begin

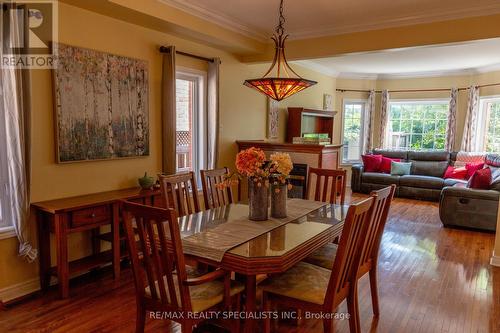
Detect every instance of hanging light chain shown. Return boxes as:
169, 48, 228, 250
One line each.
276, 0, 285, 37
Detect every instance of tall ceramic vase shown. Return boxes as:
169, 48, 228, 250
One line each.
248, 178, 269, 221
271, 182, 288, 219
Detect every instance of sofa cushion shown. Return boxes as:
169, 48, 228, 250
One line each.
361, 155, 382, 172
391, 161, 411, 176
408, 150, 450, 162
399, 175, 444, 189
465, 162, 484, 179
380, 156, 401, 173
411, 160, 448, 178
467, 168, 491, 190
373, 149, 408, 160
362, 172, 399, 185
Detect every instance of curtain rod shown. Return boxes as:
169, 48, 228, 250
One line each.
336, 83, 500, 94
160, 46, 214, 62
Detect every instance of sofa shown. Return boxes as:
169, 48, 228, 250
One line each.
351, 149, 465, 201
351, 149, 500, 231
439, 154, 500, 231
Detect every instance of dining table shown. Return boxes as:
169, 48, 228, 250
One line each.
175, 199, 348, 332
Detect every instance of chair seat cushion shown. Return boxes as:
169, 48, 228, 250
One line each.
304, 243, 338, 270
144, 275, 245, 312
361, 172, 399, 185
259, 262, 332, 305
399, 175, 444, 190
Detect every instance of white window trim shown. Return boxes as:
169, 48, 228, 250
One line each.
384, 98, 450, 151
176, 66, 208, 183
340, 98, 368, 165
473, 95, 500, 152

end
begin

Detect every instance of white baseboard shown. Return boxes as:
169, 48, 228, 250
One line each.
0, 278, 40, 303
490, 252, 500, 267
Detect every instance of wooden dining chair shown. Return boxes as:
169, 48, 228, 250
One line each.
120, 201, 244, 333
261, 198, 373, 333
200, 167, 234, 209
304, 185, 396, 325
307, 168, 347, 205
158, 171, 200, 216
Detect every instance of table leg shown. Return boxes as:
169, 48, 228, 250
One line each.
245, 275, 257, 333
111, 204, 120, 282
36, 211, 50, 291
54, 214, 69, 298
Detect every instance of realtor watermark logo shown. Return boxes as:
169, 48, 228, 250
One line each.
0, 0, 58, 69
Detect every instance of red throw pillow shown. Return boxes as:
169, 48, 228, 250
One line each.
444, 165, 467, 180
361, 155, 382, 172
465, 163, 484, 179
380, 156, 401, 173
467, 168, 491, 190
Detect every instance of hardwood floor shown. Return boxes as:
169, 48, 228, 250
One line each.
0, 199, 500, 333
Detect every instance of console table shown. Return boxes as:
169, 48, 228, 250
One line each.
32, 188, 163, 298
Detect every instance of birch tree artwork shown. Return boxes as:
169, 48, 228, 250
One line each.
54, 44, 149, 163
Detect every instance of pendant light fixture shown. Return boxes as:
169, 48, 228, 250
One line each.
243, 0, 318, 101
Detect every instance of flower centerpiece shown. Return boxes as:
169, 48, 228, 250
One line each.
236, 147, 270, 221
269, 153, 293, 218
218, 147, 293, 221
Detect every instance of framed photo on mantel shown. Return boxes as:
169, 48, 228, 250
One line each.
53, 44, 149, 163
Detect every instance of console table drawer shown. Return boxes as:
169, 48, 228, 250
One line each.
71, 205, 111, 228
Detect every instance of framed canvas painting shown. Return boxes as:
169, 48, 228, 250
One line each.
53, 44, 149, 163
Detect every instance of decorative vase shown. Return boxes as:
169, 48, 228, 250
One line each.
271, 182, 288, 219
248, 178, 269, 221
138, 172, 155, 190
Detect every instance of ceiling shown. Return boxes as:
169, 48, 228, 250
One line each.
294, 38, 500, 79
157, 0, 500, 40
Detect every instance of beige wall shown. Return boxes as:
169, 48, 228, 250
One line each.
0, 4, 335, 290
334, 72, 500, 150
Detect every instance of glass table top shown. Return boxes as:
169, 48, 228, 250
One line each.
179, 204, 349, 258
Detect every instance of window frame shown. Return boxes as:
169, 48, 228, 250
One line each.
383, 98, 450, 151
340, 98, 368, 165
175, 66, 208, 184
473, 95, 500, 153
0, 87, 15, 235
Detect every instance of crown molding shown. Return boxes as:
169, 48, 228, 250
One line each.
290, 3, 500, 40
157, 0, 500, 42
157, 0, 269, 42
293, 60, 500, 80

end
begin

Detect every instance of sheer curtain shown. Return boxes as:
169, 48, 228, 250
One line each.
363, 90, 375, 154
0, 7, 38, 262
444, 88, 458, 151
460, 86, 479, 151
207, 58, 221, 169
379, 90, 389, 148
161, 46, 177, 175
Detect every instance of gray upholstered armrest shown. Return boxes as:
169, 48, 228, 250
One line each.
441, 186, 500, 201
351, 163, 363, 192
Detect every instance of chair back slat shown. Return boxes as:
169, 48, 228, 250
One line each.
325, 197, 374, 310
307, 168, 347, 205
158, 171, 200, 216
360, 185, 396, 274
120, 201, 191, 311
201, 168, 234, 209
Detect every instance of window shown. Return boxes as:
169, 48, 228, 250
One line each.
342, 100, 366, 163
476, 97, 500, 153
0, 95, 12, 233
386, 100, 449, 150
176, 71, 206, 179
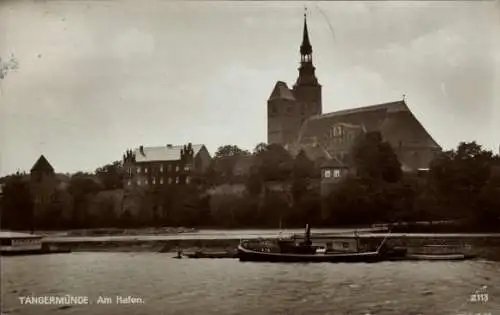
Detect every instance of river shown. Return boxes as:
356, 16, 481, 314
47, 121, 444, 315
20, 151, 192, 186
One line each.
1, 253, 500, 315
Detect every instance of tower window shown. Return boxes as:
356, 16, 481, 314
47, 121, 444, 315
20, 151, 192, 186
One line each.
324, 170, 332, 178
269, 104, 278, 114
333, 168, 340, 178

end

**Directions**
Render the part of the listing that begins with the line containing "Detect every instance of chair seat" and ends with the line containing "473, 95, 500, 152" as a Markdown table with the columns Number and Entry, skipping blank lines. Use this range only, and include both end lines.

**Solution to the exercise**
| Number | Entry |
|---|---|
| 1 | Detect every instance of chair seat cushion shown. Return boxes as: |
| 2 | 169, 48, 228, 250 |
| 3 | One line each. |
| 4 | 304, 243, 338, 270 |
| 5 | 144, 275, 245, 312 |
| 6 | 361, 172, 399, 185 |
| 7 | 259, 262, 332, 305 |
| 8 | 399, 175, 444, 190 |
| 9 | Detect every instance of white window trim shown. Return boxes as: |
| 10 | 169, 48, 228, 250 |
| 11 | One line each. |
| 12 | 384, 98, 450, 151 |
| 13 | 176, 66, 208, 183 |
| 14 | 340, 98, 368, 165 |
| 15 | 473, 95, 500, 152 |